__Tarefa curta 1__:
Segundo a coluna sobre a atuação de mãe e filho no futebol, em que clube Lucas Rosa joga?
··· Trecho citado ···
Essa é uma coluna diferente e muito especial. Compartilharei um papo entre mim e meu filho, Lucas Rosa, atleta do Real Valladolid, na Espanha.
Depois de atuar por mais de 20 anos no mercado corporativo, há 10 anos vivo a indústria do futebol. O início dessa jornada aconteceu pela motivação de entender esse ambiente e, então, ajudar no desenvolvimento do Lucas, hoje com 24 anos, que desde muito criança fala que seria jogador de futebol.
Meu olhar e esforço atuando para além do meu filho estão concentrados na gestão estratégica e no desenvolvimento integral do atleta. Confio que esse desenvolvimento significa potencializar o sucesso do ser humano que busca o futebol como profissão; pode representar o desenvolvimento da nossa sociedade, já que o futebol é uma paixão nacional; aquele que supera o “funil” rumo à profissionalização no futebol e avança na carreira, se torna um atleta melhor, mais completo e mais preparado para gerenciar sua jornada no esporte de forma sustentável e promissora, aumentando as chances de sucesso inclusive no pós-carreira; e, finalmente, confio que, por meio da formação integral dos atletas, o “negócio futebol” ganha muito, já que seres humanos melhores e mais preparados serão, também, ativos valorizados e mais próximos do potencial máximo.
No diálogo com meu filho, falamos sobre a aplicação dessa visão em sua jornada. Os relatos retratam a nossa atuação juntos, que acabou se tornando profissional, mas nunca deixou de ser pessoal e justificada pelo amor entre mãe e filho. Adianto que manter o equilíbrio nunca foi tarefa simples. A dualidade presente na relação entre mãe e filho e gestora e atleta é sentida e desafiadora para nós dois. Para completar, o fato de não ser habitual a MÃE atuando com o filho no futebol… não vamos entrar na questão sobre o quanto essa indústria ainda é predominantemente masculina e, inclusive, com presença não rara de machismo.
··· Materiais fornecidos ···
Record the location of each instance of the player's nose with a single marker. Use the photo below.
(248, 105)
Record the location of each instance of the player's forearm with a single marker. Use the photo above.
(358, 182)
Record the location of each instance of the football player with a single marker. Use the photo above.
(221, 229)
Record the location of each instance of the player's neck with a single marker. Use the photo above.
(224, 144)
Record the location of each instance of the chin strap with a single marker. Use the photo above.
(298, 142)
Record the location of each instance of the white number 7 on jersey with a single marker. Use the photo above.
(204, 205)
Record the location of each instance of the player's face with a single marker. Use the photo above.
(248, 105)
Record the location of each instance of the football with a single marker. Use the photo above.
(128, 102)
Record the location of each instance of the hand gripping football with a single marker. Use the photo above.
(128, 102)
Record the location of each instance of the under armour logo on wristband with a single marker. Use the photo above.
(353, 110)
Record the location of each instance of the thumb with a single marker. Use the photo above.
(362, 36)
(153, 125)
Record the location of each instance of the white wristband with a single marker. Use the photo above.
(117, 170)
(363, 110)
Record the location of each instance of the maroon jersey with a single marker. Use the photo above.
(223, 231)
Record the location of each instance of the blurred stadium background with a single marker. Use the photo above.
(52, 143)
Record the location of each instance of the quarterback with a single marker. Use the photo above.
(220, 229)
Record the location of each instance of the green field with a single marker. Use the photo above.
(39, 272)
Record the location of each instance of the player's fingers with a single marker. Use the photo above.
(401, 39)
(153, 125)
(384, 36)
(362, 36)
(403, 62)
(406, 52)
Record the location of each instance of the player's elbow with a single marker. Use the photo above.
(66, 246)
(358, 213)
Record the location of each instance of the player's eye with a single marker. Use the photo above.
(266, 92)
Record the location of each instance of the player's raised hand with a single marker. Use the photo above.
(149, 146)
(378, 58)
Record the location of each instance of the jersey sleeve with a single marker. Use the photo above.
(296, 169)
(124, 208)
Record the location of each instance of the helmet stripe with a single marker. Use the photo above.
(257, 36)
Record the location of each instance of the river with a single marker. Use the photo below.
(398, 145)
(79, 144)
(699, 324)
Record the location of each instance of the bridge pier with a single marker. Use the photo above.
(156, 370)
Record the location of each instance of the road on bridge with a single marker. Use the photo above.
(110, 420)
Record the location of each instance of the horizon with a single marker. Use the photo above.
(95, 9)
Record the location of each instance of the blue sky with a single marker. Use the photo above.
···
__Tarefa curta 2__:
Renomeie "bridge" para "viaduct" nas entradas, no trecho que vai da linha com "Record the location of each instance of the river" até o fim das entradas, ambas as pontas incluídas, deixando todo o resto inalterado. Apresente somente esse trecho.

__Resposta final 1__:
No Real Valladolid, na Espanha.

__Resposta final 2__:
Record the location of each instance of the river with a single marker. Use the photo below.
(398, 145)
(79, 144)
(699, 324)
Record the location of each instance of the viaduct pier with a single marker. Use the photo above.
(156, 370)
Record the location of each instance of the road on viaduct with a single marker. Use the photo above.
(110, 420)
Record the location of each instance of the horizon with a single marker. Use the photo above.
(95, 9)
Record the location of each instance of the blue sky with a single marker. Use the photo above.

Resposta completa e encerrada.